» TASK TO COMPLETE: Reproduce the records. Keep every word exact and include no images.
____
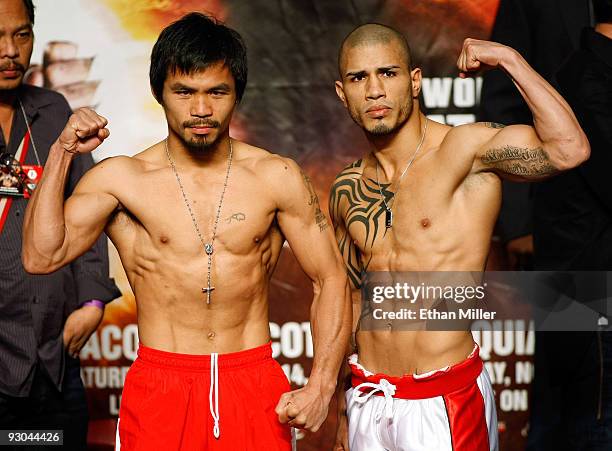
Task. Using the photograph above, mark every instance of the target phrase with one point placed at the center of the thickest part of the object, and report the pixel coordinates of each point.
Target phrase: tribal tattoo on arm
(320, 218)
(357, 202)
(520, 161)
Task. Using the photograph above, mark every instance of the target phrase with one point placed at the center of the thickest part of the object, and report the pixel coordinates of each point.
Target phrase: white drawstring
(384, 386)
(214, 388)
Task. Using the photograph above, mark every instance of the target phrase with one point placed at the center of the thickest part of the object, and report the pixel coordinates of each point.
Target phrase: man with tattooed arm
(425, 198)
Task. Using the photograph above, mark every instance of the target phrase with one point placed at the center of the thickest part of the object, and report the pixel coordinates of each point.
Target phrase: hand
(84, 131)
(519, 251)
(341, 443)
(304, 408)
(480, 55)
(79, 326)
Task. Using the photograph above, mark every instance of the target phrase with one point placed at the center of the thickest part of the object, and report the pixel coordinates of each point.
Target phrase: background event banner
(96, 52)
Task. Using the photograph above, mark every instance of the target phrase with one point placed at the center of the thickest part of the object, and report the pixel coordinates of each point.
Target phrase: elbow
(35, 264)
(574, 152)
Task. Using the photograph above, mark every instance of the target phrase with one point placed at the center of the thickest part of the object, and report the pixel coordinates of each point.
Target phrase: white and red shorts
(217, 402)
(450, 409)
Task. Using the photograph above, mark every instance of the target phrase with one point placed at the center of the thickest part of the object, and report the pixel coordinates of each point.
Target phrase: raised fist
(84, 131)
(480, 55)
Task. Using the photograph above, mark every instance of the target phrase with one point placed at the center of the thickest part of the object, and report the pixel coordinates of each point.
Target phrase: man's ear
(340, 92)
(416, 78)
(160, 101)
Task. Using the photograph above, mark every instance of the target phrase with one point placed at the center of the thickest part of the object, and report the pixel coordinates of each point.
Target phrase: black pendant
(388, 218)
____
» ANSWER TO THE EXERCISE:
Task. Using the photograph above, mark every instance of the target phrase with one point placed at the center of the thickest part of the object, and report the pixel coordinates of each point.
Target phrase: tribal tattoo on arm
(320, 218)
(357, 202)
(520, 161)
Task. Using the photograph above, mark every instance of the target phrase with one point placed at the center of the thickest part of the object, and report the pixel coordinates of each point.
Target phrase: white drawstring
(384, 386)
(214, 388)
Task. Using the photograph above, mark every instance of the target phrase with one point placed at the center of the thickest part of the object, and report the pixel coordinates of each point.
Target phrase: man with tattooed arm
(425, 198)
Task. Using the photograph above, mark every instance of the target phrase with one point placed at the center of the thickest part of the object, and report the pixel coordinates of each point.
Target phrase: hand
(84, 131)
(519, 251)
(341, 443)
(304, 408)
(480, 55)
(79, 326)
Task. Using the photograph above, mark every instance of the target phrase with one point placed at the center of the thickest part of the object, and report the pixel coordinates of each point.
Target phrase: background event banner
(96, 52)
Task. Using the photograph above, mark every instance of the target phrase with one point placed at the center of the thickest part of the object, and report the pixel coordinates of each point.
Target phrase: elbow
(35, 264)
(574, 152)
Task. Using the photograph above, mark every instance of the target phrase with one point placed at the center of the thickest part of the object, and report the pixel coordinates of each point.
Target phrase: white and red shorts
(217, 402)
(450, 409)
Task. Using the photograph above, mark every instance of the target phrase with one point placed at the center of the thickest part of the object, and report the pixel coordinates of each point.
Target phrase: raised fist
(84, 131)
(480, 55)
Task. Using the photograph above, mark every instance of the target phrase with one point placed at the center of the thickest part of the object, and report the pixel coordinates of each point.
Target phrase: man's ear
(340, 92)
(416, 78)
(160, 101)
Task. Using the photograph above, mark every instance of the target phrase with one point placed at the center of the thickest part of the object, and report the pixel coordinates of each point.
Target phrase: black pendant
(388, 218)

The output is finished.